### TASK GOAL
Omit the pictures, but give back every entry below exactly as written.

[Start of section]

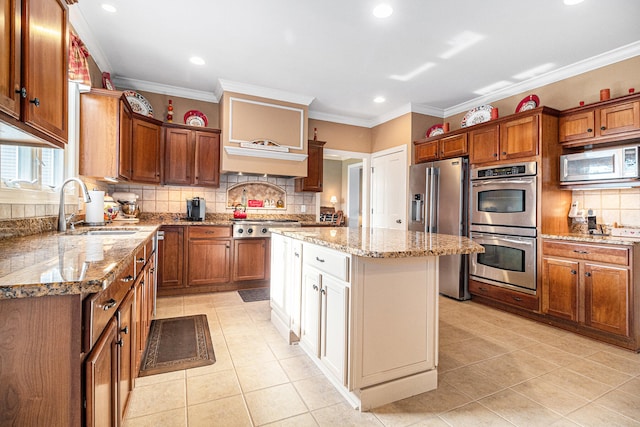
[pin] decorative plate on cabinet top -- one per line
(478, 115)
(435, 130)
(528, 103)
(139, 103)
(195, 118)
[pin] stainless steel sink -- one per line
(109, 232)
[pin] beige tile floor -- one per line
(496, 369)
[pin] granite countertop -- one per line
(383, 243)
(593, 238)
(68, 263)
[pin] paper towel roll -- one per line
(95, 208)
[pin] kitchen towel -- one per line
(95, 208)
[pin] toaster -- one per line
(196, 209)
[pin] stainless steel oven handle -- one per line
(502, 181)
(502, 239)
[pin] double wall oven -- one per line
(504, 221)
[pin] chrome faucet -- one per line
(62, 221)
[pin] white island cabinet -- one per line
(366, 300)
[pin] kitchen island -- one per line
(363, 304)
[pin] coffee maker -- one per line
(195, 209)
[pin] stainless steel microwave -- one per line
(600, 165)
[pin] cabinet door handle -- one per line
(109, 304)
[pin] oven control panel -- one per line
(518, 169)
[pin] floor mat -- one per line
(251, 295)
(178, 343)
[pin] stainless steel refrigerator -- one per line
(439, 197)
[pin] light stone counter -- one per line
(383, 243)
(70, 263)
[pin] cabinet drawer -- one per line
(100, 307)
(588, 252)
(331, 262)
(519, 299)
(208, 232)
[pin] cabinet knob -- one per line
(109, 304)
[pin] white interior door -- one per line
(389, 189)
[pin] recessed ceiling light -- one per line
(493, 87)
(382, 11)
(461, 42)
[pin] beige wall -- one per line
(568, 93)
(342, 137)
(332, 183)
(392, 133)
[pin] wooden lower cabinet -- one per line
(101, 379)
(205, 258)
(209, 261)
(591, 288)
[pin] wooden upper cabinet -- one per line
(178, 157)
(106, 130)
(443, 148)
(45, 56)
(207, 159)
(484, 145)
(313, 181)
(519, 138)
(10, 48)
(615, 120)
(145, 150)
(33, 67)
(192, 157)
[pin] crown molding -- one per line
(335, 118)
(620, 54)
(164, 89)
(263, 92)
(81, 27)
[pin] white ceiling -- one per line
(338, 56)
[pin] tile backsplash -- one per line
(172, 199)
(621, 206)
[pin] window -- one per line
(30, 167)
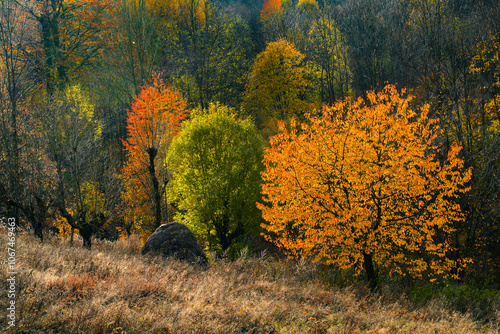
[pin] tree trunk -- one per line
(152, 152)
(370, 271)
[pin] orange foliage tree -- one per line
(360, 185)
(154, 119)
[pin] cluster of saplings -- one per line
(280, 121)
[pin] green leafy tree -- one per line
(216, 164)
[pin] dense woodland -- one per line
(118, 115)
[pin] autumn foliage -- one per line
(271, 8)
(360, 185)
(154, 119)
(277, 86)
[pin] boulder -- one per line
(175, 240)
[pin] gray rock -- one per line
(175, 240)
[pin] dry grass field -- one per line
(112, 289)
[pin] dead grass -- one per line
(112, 289)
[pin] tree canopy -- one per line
(216, 164)
(361, 184)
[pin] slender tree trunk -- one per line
(370, 271)
(152, 152)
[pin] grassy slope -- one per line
(112, 289)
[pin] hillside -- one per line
(112, 289)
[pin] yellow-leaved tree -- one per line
(277, 86)
(360, 186)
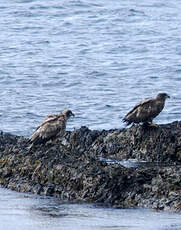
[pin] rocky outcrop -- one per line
(138, 166)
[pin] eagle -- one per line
(146, 110)
(53, 125)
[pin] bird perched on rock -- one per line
(146, 110)
(53, 125)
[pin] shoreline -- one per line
(72, 170)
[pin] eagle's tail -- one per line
(126, 121)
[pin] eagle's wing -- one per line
(142, 103)
(50, 127)
(141, 112)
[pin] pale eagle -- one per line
(146, 110)
(53, 125)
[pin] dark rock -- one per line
(72, 170)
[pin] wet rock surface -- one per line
(73, 169)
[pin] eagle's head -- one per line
(162, 96)
(67, 113)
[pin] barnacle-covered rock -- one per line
(88, 166)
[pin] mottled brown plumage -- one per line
(146, 110)
(53, 125)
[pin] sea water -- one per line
(97, 58)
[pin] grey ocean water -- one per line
(97, 58)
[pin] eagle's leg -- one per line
(151, 124)
(54, 141)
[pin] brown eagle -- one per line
(53, 125)
(146, 110)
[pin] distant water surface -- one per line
(98, 58)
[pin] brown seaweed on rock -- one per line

[End of section]

### EXPECTED ANSWER
[pin] decorative plate on cabinet top -- one per line
(478, 115)
(435, 130)
(528, 103)
(139, 103)
(195, 118)
[pin] stainless steel sink -- one per line
(109, 232)
[pin] beige tile floor -- one per line
(496, 369)
[pin] granite countertop -- one per line
(383, 243)
(593, 238)
(68, 263)
[pin] paper towel roll -- one per line
(95, 208)
[pin] kitchen towel -- one per line
(95, 208)
[pin] toaster -- one per line
(196, 209)
[pin] stainless steel oven handle -- one per line
(502, 181)
(502, 239)
[pin] double wall oven -- one per line
(504, 221)
[pin] chrome faucet -- one per line
(62, 221)
[pin] white island cabinet -- one per line
(366, 300)
[pin] kitchen island -- one per line
(363, 304)
[pin] coffee maker -- one per line
(195, 209)
[pin] stainless steel microwave -- one per line
(600, 165)
[pin] cabinet door handle -- one per line
(109, 304)
[pin] oven control panel -- one per line
(518, 169)
[pin] floor mat -- one per line
(251, 295)
(178, 343)
[pin] stainless steel refrigerator -- one per line
(439, 197)
[pin] light stone counter -- one per line
(383, 243)
(70, 263)
[pin] cabinet drawer -- one per line
(100, 307)
(588, 252)
(331, 262)
(519, 299)
(208, 232)
[pin] cabinet knob -- one per line
(109, 304)
[pin] white interior door -- one per line
(389, 189)
[pin] recessed ceiling light -- one per line
(493, 87)
(382, 11)
(461, 42)
[pin] beige wall -- one per line
(568, 93)
(342, 137)
(332, 183)
(392, 133)
[pin] wooden lower cabinet -- one per line
(101, 379)
(205, 258)
(209, 261)
(591, 288)
[pin] wooden upper cabinet -- one per line
(178, 157)
(106, 130)
(443, 148)
(45, 56)
(207, 159)
(484, 145)
(313, 181)
(519, 138)
(10, 48)
(615, 120)
(145, 150)
(33, 67)
(192, 157)
[pin] crown molding -- one per line
(335, 118)
(620, 54)
(164, 89)
(263, 92)
(81, 27)
[pin] white ceiling -- one per line
(338, 56)
[pin] tile backsplash -- one per line
(172, 199)
(621, 206)
[pin] window -- one per line
(30, 167)
[pin] tree trunk -- one per line
(152, 152)
(370, 271)
[pin] orange foliage tree -- one per line
(360, 185)
(154, 119)
[pin] cluster of saplings -- one per line
(280, 121)
[pin] green leafy tree -- one per line
(216, 164)
[pin] dense woodland -- one per line
(118, 115)
[pin] autumn foliage -- one per line
(271, 8)
(360, 185)
(154, 119)
(277, 86)
[pin] boulder -- one per line
(175, 240)
[pin] gray rock -- one per line
(175, 240)
[pin] dry grass field -- one per line
(112, 289)
[pin] dead grass -- one per line
(112, 289)
[pin] tree canopy -- one per line
(216, 164)
(361, 184)
[pin] slender tree trunk -- one per line
(370, 271)
(152, 152)
[pin] grassy slope -- one per line
(112, 289)
[pin] hillside -- one per line
(112, 289)
[pin] yellow-leaved tree -- one per line
(277, 86)
(360, 186)
[pin] rocky outcrop -- one per line
(138, 166)
[pin] eagle -- one per line
(146, 110)
(53, 125)
[pin] bird perched on rock -- one per line
(146, 110)
(53, 125)
[pin] shoreline -- one per line
(72, 170)
[pin] eagle's tail -- one per line
(126, 121)
[pin] eagle's wing -- one per line
(142, 103)
(50, 127)
(141, 112)
[pin] pale eagle -- one per line
(146, 110)
(53, 125)
[pin] dark rock -- one per line
(72, 170)
[pin] wet rock surface -- one per line
(73, 169)
[pin] eagle's head -- one per line
(162, 96)
(67, 113)
[pin] barnacle-covered rock -- one per line
(88, 166)
[pin] mottled brown plumage -- one per line
(146, 110)
(53, 125)
[pin] sea water -- one per line
(97, 58)
[pin] grey ocean water -- one per line
(97, 58)
[pin] eagle's leg -- one per line
(151, 124)
(54, 141)
[pin] brown eagle -- one per line
(53, 125)
(146, 110)
[pin] distant water surface -- one per line
(98, 58)
[pin] brown seaweed on rock -- one per line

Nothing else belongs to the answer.